## The input
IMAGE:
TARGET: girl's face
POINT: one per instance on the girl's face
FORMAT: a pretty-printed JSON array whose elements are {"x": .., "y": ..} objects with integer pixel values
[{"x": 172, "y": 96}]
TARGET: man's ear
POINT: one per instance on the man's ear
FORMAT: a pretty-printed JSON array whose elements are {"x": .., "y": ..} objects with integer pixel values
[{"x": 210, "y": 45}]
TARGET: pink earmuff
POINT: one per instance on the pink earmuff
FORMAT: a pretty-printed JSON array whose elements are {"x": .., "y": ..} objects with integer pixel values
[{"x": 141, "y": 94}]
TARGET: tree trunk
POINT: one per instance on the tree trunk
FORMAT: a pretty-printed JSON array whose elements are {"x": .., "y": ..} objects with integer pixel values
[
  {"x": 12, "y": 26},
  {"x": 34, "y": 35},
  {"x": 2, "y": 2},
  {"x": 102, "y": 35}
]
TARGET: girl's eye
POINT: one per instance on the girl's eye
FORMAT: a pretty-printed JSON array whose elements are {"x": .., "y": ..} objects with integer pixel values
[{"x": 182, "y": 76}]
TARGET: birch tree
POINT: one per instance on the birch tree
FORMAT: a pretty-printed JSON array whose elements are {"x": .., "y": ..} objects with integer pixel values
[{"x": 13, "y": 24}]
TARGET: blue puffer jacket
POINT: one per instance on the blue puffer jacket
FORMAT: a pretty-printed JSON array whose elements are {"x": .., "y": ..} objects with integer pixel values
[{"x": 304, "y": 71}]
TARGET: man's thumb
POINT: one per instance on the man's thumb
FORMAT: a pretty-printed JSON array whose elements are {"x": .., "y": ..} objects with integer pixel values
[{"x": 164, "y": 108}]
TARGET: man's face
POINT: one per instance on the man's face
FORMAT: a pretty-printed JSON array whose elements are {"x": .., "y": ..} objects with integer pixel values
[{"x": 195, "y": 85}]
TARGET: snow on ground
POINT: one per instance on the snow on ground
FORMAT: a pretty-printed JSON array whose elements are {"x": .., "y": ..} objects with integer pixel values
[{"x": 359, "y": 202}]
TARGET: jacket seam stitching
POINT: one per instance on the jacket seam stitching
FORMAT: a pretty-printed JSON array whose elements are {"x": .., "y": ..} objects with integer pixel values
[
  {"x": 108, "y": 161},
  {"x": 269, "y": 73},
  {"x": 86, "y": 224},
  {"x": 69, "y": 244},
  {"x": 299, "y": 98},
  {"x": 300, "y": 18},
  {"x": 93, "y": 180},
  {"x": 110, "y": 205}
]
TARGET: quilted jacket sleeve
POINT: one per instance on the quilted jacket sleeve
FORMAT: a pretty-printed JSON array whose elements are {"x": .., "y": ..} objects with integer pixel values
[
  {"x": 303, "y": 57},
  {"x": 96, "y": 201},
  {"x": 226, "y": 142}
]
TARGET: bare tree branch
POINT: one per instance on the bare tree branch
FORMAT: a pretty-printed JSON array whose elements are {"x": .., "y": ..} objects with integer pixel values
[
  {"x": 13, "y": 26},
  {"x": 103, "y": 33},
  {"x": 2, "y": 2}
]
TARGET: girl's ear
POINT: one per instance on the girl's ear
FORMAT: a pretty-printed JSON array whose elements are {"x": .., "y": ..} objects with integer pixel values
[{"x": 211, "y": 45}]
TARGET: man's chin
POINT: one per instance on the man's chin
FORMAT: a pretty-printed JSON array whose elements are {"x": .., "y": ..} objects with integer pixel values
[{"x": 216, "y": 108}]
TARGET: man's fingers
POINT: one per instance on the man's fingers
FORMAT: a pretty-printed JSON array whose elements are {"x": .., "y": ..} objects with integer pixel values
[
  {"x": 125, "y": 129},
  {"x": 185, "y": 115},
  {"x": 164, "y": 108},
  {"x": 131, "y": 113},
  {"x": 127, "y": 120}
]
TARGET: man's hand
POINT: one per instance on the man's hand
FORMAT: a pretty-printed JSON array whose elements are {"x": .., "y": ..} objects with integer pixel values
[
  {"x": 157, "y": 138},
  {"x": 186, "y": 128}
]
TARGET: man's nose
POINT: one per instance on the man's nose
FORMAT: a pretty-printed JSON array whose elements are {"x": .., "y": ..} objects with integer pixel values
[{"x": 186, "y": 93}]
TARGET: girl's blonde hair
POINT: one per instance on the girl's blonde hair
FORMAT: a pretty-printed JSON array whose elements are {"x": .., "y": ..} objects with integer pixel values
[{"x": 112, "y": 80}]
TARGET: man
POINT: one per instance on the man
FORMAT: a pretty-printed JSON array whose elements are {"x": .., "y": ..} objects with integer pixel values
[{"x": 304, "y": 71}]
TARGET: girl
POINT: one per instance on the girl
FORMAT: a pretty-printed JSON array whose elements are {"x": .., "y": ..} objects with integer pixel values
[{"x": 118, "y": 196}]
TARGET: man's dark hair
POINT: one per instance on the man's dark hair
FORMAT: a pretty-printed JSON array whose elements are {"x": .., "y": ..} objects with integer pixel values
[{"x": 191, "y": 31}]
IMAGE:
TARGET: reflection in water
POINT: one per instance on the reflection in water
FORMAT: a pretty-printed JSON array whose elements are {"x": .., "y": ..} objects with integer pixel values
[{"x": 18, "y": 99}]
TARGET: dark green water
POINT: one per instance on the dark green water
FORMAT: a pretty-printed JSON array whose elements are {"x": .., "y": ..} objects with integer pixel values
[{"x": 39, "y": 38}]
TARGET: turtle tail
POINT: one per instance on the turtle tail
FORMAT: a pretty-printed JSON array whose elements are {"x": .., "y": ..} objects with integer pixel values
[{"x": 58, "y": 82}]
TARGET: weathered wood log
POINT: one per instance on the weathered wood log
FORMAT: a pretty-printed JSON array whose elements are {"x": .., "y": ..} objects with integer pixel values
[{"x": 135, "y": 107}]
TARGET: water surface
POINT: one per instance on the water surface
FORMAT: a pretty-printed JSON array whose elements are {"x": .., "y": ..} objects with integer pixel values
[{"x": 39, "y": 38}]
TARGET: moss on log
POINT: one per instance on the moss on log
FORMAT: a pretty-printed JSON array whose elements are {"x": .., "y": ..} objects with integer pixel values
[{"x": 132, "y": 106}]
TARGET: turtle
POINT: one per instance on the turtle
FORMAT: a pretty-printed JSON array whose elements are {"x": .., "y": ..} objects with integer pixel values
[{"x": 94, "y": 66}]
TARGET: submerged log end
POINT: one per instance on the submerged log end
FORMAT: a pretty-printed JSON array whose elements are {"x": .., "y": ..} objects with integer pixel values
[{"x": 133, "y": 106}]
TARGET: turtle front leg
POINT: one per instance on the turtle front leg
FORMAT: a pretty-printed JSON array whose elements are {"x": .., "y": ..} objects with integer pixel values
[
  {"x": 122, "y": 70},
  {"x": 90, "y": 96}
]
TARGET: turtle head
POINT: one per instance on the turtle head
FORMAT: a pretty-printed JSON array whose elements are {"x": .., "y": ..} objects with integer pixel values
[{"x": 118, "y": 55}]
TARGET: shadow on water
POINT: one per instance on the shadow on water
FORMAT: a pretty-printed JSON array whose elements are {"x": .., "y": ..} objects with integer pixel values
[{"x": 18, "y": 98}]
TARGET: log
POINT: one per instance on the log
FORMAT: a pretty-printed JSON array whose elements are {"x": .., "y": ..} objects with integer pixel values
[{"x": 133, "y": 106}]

## Problem details
Copy out word for word the stretch from the line containing "TARGET: shadow on water" through the end of the records.

## Task solution
TARGET: shadow on water
POINT: one per instance on the shadow on water
FORMAT: a pretty-printed JSON array whose elements are {"x": .., "y": ..} objects with integer pixel values
[{"x": 18, "y": 98}]
TARGET: log
POINT: one per instance on the log
FORMAT: a pretty-printed JSON array whose elements are {"x": .., "y": ..} objects with integer pixel values
[{"x": 133, "y": 106}]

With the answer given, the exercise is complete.